GIVEN PASSAGE:

Some upper storeys of properties along Edward Street could be improved and the same applies to Castle Street Upper; congratulations on the refurbishment of Mason’s Bar.

Work in progress has been noted at a number of premises. Too many business premises feature roller security shutters to the outside of their windows outside of business hours and this diminishes the visual amenity of their respective streetscapes; shutters can be placed to the back of window displays thus allowing an attractive window presentation at all times.

Public buildings enjoy a good presentation overall; the Garda station could tidy its curtilage area and install some landscaping and a school on the North Circular Road could feature landscaping to its grounds.

The Active Travel initiative is noted and the end result for greater pedestrian and cyclist access to the Mall is laudable.

Landscaping and Open Spaces / Tírdhreachú agus Spásanna Oscailte:

Roundabouts dedicated to departed friends is a poignant tribute to their memory; the landscaped area on the Caherslee road dedicated to Joe Barrett was especially admired for its design and maintenance.

Both hard and soft landscaping at Lidl is successful and the Ballymullen roundabout stands out also for the quality of its landscaping which is impressive.

Container flower displays throughout the town and flowerbeds / shrubberies look beautiful and enhance their immediate environs however, this heading is not just about flowers it is about the ‘greening of our towns’ and the emphasis on trees and hedgerow is of paramount importance and not just planting new trees but also the maintenance of existing trees.

The management of too many of trees in Tralee is misguided in the opinion of your adjudicator; many appear to have been over pruned and may lose marks for you under this heading if allowed to continue indefinitely; you are advised to take professional advice on this issue.

Continue to plant for year-round interest and colour and continue to keep the needs of wildlife and pollinators in mind when choosing plant species. Ensure that all new amenity developments have universal accessibility. Numerous new and upgraded landscaped areas were noted, the most admired by your adjudicator is the new stone obelisk with landscaping at Scotias Corner.

Wildlife, Habitats and Natural Amenities / Fiadhúlra, Gnáthóga agus Taitneamhachtaí Nádúrtha:

The Town Park is really impressive and flower displays are quite a stunning visually speaking and undoubtedly meet the requirements of pollinators.

Landscaping to the roadside of the town centre carpark looks well and also to the council offices. The environs of the Aqua Dome centre are landscaped to the highest standard particularly in terms of green open spaces.

Bat and bird boxes at many locations are noted and the Bat Walks sound like fun; have bat species been identified?

If not, this could perhaps be the basis of a project for next year. Bird hides are also suggested if not already in situ.

How many species of butterfly can be identified in the Butterfly Garden at Manor Village? Perhaps this could be a fun project for school children.

It is this type of detail that can attract additional marks under this heading. If there is a biodiversity plan for Tralee it should be included with next year’s application especially details on invasive species and their management if any.

The Wetlands Wildlife amenity is invaluable in the life of the local, national and international community.

The new canal walkway of almost 5K round trip and the Kerry Camino Way are excellent developments and complement the Kerry Way which starts in Tralee. Maintenance of the site of the Famine and Workhouse graveyard is commendable.

REQUIRED ACTIONS:
a: From the adjudicator's comments on Tralee, list every street or road whose name contains the word "Street" or "road."
b: Write a continuation of the adjudicator's comments on Tralee, starting after its last sentence.
The rows are separate material with no connection to the adjudicator's comments on Tralee.

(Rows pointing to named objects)
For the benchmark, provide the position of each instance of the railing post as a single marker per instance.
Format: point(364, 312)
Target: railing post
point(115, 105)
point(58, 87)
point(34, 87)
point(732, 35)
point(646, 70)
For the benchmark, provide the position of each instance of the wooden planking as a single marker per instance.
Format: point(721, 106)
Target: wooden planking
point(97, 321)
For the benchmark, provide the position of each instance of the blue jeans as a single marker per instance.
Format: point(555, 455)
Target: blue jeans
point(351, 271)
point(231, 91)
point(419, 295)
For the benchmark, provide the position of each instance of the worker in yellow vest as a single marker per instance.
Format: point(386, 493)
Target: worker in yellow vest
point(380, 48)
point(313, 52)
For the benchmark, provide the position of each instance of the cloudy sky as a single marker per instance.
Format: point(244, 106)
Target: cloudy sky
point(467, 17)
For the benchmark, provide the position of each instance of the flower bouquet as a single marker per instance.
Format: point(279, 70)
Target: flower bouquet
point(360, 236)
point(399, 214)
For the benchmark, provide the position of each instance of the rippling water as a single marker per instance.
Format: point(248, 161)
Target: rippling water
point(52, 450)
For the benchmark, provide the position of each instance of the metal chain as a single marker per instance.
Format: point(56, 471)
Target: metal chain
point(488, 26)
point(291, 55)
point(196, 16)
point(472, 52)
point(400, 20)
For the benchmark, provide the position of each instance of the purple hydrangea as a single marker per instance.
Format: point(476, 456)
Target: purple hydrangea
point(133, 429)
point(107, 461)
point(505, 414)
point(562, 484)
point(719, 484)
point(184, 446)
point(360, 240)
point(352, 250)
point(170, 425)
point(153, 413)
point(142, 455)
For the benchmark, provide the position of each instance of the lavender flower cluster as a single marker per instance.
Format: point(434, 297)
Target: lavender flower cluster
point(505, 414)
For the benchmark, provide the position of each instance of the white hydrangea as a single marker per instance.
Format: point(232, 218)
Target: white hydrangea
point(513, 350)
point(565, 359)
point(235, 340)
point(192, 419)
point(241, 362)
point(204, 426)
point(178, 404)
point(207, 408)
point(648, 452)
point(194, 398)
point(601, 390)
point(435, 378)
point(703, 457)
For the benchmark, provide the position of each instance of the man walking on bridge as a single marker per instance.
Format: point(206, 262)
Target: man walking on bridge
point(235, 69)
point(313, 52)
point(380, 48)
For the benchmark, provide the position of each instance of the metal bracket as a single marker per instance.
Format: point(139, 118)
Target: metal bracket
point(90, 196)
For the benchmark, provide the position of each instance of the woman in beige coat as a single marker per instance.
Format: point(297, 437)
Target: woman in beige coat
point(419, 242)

WRITTEN RESPONSES:
a: Edward Street, Castle Street Upper, the North Circular Road, the Caherslee road

b:
The Biodiversity Garden created at Caherleheen school is noteworthy also. Tralee’s Biodiversity Week is interesting, educational and sounds like fun too, a successful combination.

Sustainable Waste and Resource Management / Bainistiú Acmhainní agus Dramhaíola Inbhuanaithe:

Prevention of waste at source is the goal under this heading together with the efficient management of water and energy resources.

A number of projects are listed for this category of the competition most of which fit into one or more of these three categories.

The new Water and Communities project to raise public awareness regarding a number of issues around water is invaluable; the pilot program for “Pay As You Go Cars” is laudable, let us know the outcome in next year’s application together with the outcome of the new Smarter Travel initiatives in the town centre.

Tralee allotments, Community Garden, Pay as You Feel food initiatives and more are excellent. Other projects such as LED lighting on the canal bank walkway, cycle lanes and mobility week initiatives are noted favourably in addition to recycling.

Tidiness and Litter Control / Slachtmhaireacht agus Rialú Bruscair:

The large undeveloped site located across the road from the grotto at the Limerick / Killarney end of the town looks very untidy, are there plans for its development?

While litter control was good throughout the town there were some serious lapses most notably along Moyderwell.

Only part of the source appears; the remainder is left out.